▶ **Task description**
Please reproduce the data below, substituting "street performer" for "parade dancer" and changing nothing else. Leave the pictures out.

▶ **Exercise material**

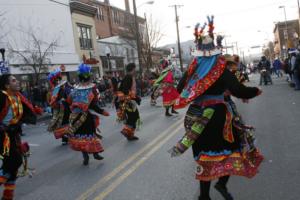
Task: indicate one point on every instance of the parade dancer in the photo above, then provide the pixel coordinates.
(84, 117)
(60, 90)
(208, 121)
(156, 92)
(15, 109)
(169, 92)
(128, 101)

▶ **Completed task**
Task: indicate one point on every instance of the street performer in the photo above, then provide the pixel coordinates.
(84, 117)
(60, 90)
(208, 121)
(156, 92)
(15, 109)
(169, 92)
(128, 101)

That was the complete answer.